*** Supplied records ***
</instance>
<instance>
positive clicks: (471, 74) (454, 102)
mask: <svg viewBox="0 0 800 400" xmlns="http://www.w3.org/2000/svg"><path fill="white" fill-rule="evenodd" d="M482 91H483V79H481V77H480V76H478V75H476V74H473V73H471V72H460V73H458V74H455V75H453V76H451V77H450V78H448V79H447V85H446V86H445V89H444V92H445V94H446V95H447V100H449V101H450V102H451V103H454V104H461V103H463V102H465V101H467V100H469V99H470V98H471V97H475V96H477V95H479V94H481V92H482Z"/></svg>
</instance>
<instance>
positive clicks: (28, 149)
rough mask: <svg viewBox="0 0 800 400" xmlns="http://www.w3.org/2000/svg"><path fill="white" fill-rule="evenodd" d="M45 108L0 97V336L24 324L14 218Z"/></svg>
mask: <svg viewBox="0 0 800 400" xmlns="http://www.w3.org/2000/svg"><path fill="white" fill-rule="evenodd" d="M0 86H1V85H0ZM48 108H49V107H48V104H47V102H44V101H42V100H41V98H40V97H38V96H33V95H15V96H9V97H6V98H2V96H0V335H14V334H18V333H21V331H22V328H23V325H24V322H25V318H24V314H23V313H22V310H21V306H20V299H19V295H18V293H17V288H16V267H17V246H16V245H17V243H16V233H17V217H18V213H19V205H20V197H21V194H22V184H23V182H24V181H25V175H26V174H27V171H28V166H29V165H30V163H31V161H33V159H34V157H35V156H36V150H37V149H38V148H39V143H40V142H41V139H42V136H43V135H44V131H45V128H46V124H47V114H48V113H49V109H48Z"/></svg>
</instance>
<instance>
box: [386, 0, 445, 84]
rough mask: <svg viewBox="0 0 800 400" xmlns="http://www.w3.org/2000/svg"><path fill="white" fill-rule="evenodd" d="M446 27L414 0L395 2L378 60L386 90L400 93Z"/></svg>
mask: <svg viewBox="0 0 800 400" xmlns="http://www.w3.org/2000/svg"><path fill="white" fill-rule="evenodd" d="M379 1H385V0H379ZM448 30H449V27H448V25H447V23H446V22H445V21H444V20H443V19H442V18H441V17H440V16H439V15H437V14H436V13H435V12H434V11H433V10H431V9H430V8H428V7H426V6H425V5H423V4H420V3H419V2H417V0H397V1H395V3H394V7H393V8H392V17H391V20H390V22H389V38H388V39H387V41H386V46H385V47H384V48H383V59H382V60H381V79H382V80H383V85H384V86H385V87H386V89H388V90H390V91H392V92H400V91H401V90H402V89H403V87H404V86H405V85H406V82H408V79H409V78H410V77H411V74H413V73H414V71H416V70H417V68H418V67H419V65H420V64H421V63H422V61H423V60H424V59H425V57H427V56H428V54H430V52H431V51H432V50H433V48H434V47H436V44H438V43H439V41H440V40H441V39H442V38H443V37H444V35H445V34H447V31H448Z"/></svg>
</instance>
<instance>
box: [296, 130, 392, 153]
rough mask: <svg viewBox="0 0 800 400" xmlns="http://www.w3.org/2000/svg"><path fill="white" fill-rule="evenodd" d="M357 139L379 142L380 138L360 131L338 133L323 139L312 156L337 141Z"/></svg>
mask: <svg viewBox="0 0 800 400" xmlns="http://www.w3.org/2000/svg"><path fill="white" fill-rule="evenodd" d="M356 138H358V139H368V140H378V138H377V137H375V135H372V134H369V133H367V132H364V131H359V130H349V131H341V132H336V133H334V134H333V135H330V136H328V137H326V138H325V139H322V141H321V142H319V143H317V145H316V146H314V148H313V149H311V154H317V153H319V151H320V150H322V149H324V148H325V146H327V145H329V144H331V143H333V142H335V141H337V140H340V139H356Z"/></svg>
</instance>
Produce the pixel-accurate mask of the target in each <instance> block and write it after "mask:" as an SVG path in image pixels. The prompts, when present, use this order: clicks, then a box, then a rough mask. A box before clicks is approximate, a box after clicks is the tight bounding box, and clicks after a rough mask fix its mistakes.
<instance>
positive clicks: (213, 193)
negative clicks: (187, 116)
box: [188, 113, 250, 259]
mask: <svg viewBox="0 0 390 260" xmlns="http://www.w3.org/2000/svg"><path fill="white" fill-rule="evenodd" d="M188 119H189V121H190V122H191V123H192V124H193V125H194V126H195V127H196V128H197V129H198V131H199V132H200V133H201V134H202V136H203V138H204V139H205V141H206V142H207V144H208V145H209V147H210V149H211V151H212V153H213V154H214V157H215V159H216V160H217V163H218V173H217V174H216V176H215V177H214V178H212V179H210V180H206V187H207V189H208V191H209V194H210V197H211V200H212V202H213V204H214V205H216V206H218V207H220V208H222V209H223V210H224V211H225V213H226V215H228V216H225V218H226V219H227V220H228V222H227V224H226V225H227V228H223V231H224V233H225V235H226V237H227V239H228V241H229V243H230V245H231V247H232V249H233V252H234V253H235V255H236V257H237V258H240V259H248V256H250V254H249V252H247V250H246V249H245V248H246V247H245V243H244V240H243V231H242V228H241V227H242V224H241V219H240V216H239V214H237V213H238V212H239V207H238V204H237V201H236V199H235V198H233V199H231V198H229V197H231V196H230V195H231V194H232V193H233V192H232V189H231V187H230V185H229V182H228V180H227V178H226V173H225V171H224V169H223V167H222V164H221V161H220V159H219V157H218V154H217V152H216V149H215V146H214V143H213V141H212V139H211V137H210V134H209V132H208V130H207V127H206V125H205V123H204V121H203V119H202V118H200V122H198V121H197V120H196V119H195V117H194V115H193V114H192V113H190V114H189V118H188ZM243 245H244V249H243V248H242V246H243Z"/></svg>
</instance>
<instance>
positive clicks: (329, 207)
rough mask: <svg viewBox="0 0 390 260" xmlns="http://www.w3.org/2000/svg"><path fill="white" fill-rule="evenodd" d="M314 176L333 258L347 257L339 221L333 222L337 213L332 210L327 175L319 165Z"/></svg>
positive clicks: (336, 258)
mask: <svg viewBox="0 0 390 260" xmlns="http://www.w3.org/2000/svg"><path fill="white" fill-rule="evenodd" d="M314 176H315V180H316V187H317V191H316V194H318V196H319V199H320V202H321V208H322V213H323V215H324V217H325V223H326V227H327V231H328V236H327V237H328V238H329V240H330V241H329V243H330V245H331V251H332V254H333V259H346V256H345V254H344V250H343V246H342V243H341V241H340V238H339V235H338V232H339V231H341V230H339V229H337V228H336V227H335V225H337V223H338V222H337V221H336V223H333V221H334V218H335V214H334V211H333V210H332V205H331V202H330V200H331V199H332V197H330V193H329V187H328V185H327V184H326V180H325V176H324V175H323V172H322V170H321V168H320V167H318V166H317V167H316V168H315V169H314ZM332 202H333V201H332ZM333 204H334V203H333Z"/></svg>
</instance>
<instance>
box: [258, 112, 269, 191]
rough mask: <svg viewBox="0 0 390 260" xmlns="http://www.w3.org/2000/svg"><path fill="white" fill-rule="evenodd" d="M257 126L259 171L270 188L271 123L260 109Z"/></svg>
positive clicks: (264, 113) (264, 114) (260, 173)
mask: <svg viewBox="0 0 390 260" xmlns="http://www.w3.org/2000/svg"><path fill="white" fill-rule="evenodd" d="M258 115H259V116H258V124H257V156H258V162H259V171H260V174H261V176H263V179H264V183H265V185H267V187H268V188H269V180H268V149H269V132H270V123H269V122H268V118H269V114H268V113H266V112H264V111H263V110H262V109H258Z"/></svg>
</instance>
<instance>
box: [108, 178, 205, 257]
***
* Task objective
Reproduce all of the material above word for word, without changing anything.

* Solution to this exercise
</instance>
<instance>
positive clicks: (471, 74) (454, 102)
mask: <svg viewBox="0 0 800 400" xmlns="http://www.w3.org/2000/svg"><path fill="white" fill-rule="evenodd" d="M482 91H483V79H481V77H480V76H478V75H476V74H473V73H471V72H460V73H458V74H455V75H453V76H451V77H450V78H448V79H447V85H446V86H445V89H444V92H445V94H446V95H447V100H449V101H450V102H451V103H454V104H461V103H463V102H465V101H467V100H469V99H470V98H471V97H475V96H477V95H479V94H481V92H482Z"/></svg>
</instance>
<instance>
positive clicks: (28, 149)
rough mask: <svg viewBox="0 0 800 400" xmlns="http://www.w3.org/2000/svg"><path fill="white" fill-rule="evenodd" d="M45 108L0 97V336L24 324L14 218Z"/></svg>
mask: <svg viewBox="0 0 800 400" xmlns="http://www.w3.org/2000/svg"><path fill="white" fill-rule="evenodd" d="M0 86H1V85H0ZM48 108H49V107H48V104H47V102H44V101H42V100H41V98H40V97H38V96H33V95H15V96H9V97H6V98H2V96H0V335H14V334H18V333H21V331H22V328H23V325H24V322H25V318H24V314H23V313H22V310H21V306H20V299H19V295H18V293H17V288H16V267H17V246H16V245H17V243H16V233H17V217H18V213H19V205H20V197H21V194H22V184H23V182H24V181H25V175H26V174H27V171H28V166H29V165H30V163H31V161H33V159H34V157H35V156H36V150H37V149H38V148H39V143H40V142H41V139H42V136H43V135H44V131H45V128H46V124H47V114H48V113H49V109H48Z"/></svg>
</instance>
<instance>
box: [386, 0, 445, 84]
rough mask: <svg viewBox="0 0 800 400" xmlns="http://www.w3.org/2000/svg"><path fill="white" fill-rule="evenodd" d="M446 27L414 0L395 2L378 60L386 90L400 93Z"/></svg>
mask: <svg viewBox="0 0 800 400" xmlns="http://www.w3.org/2000/svg"><path fill="white" fill-rule="evenodd" d="M379 1H385V0H379ZM448 30H449V27H448V25H447V23H446V22H445V21H444V20H443V19H442V18H441V17H440V16H439V15H437V14H436V13H435V12H434V11H433V10H431V9H430V8H428V7H426V6H425V5H423V4H420V3H419V2H417V0H397V1H395V3H394V7H393V8H392V17H391V20H390V22H389V38H388V39H387V41H386V46H385V47H384V48H383V59H382V60H381V79H382V80H383V85H384V86H385V87H386V89H388V90H390V91H392V92H400V91H401V90H402V89H403V87H404V86H405V85H406V82H408V79H409V78H410V77H411V74H413V73H414V71H416V70H417V68H418V67H419V65H420V64H421V63H422V61H423V60H424V59H425V57H427V56H428V54H430V52H431V51H432V50H433V48H434V47H436V44H438V43H439V41H440V40H441V39H442V38H443V37H444V35H445V34H447V31H448Z"/></svg>
</instance>
<instance>
box: [296, 130, 392, 153]
rough mask: <svg viewBox="0 0 800 400" xmlns="http://www.w3.org/2000/svg"><path fill="white" fill-rule="evenodd" d="M357 139L379 142L380 138L360 131L338 133L323 139L312 156L337 141Z"/></svg>
mask: <svg viewBox="0 0 800 400" xmlns="http://www.w3.org/2000/svg"><path fill="white" fill-rule="evenodd" d="M356 138H358V139H368V140H378V138H377V137H375V135H372V134H369V133H367V132H364V131H359V130H349V131H341V132H336V133H334V134H333V135H330V136H328V137H326V138H325V139H322V141H321V142H319V143H317V145H316V146H314V148H313V149H311V154H317V153H319V151H320V150H322V149H324V148H325V146H327V145H329V144H331V143H333V142H335V141H337V140H340V139H356Z"/></svg>
</instance>
Produce the pixel-accurate mask of the target in each <instance> block and write it after "mask:" as an SVG path in image pixels. The prompts, when present, use this order: clicks, then a box, then a rough mask. A box before clicks is approximate, a box after clicks is the tight bounding box, and clicks after a rough mask fix its mistakes.
<instance>
positive clicks: (213, 193)
negative clicks: (187, 116)
box: [188, 113, 250, 259]
mask: <svg viewBox="0 0 390 260" xmlns="http://www.w3.org/2000/svg"><path fill="white" fill-rule="evenodd" d="M188 119H189V121H190V122H191V123H192V124H193V125H194V126H195V127H196V128H197V129H198V131H199V132H200V133H201V134H202V136H203V138H204V139H205V141H206V142H207V144H208V145H209V147H210V149H211V151H212V153H213V154H214V157H215V159H216V160H217V163H218V173H217V174H216V176H215V177H214V178H212V179H210V180H206V187H207V189H208V191H209V194H210V197H211V200H212V202H213V204H214V205H216V206H218V207H220V208H222V209H223V210H224V211H225V213H226V215H228V216H225V218H226V219H227V220H228V222H227V224H226V225H227V228H223V231H224V233H225V235H226V237H227V239H228V241H229V243H230V245H231V247H232V249H233V252H234V253H235V255H236V257H237V258H240V259H248V256H250V254H249V252H247V250H246V249H245V248H246V247H245V243H244V240H243V231H242V228H241V227H242V224H241V219H240V216H239V214H237V213H238V212H239V207H238V204H237V201H236V199H235V198H233V199H231V198H229V197H231V196H230V195H231V194H232V193H233V192H232V189H231V187H230V185H229V182H228V180H227V178H226V173H225V171H224V169H223V167H222V164H221V161H220V159H219V157H218V154H217V152H216V149H215V146H214V143H213V141H212V139H211V137H210V134H209V132H208V130H207V127H206V125H205V123H204V121H203V119H202V118H200V122H198V121H197V120H196V119H195V117H194V115H193V114H192V113H190V114H189V118H188ZM243 245H244V249H243V248H242V246H243Z"/></svg>
</instance>
<instance>
positive clicks: (329, 207)
rough mask: <svg viewBox="0 0 390 260" xmlns="http://www.w3.org/2000/svg"><path fill="white" fill-rule="evenodd" d="M314 176L333 258L347 257L339 221L333 222L337 213L332 210L327 175L319 165Z"/></svg>
positive clicks: (336, 258)
mask: <svg viewBox="0 0 390 260" xmlns="http://www.w3.org/2000/svg"><path fill="white" fill-rule="evenodd" d="M314 176H315V180H316V187H317V191H316V194H318V196H319V199H320V202H321V208H322V213H323V215H324V217H325V223H326V227H327V231H328V236H327V237H328V238H329V240H330V241H329V243H330V245H331V251H332V254H333V259H346V256H345V254H344V250H343V246H342V243H341V241H340V238H339V235H338V232H339V231H341V230H339V229H337V228H336V227H335V225H337V223H338V222H337V221H336V223H333V221H334V218H335V214H334V211H333V210H332V205H331V202H330V200H331V199H332V197H330V193H329V187H328V185H327V184H326V180H325V176H324V175H323V172H322V170H321V168H320V167H318V166H317V167H316V168H315V169H314ZM332 202H333V201H332ZM333 204H334V203H333Z"/></svg>
</instance>
<instance>
box: [258, 112, 269, 191]
rough mask: <svg viewBox="0 0 390 260" xmlns="http://www.w3.org/2000/svg"><path fill="white" fill-rule="evenodd" d="M257 126L259 171L270 188L271 123L260 109Z"/></svg>
positive clicks: (264, 113) (264, 114) (260, 173)
mask: <svg viewBox="0 0 390 260" xmlns="http://www.w3.org/2000/svg"><path fill="white" fill-rule="evenodd" d="M258 115H259V116H258V124H257V156H258V162H259V171H260V174H261V176H263V179H264V183H265V185H267V187H268V188H269V180H268V149H269V132H270V123H269V122H268V118H269V114H268V113H266V112H264V111H263V110H262V109H258Z"/></svg>
</instance>
<instance>
box: [108, 178, 205, 257]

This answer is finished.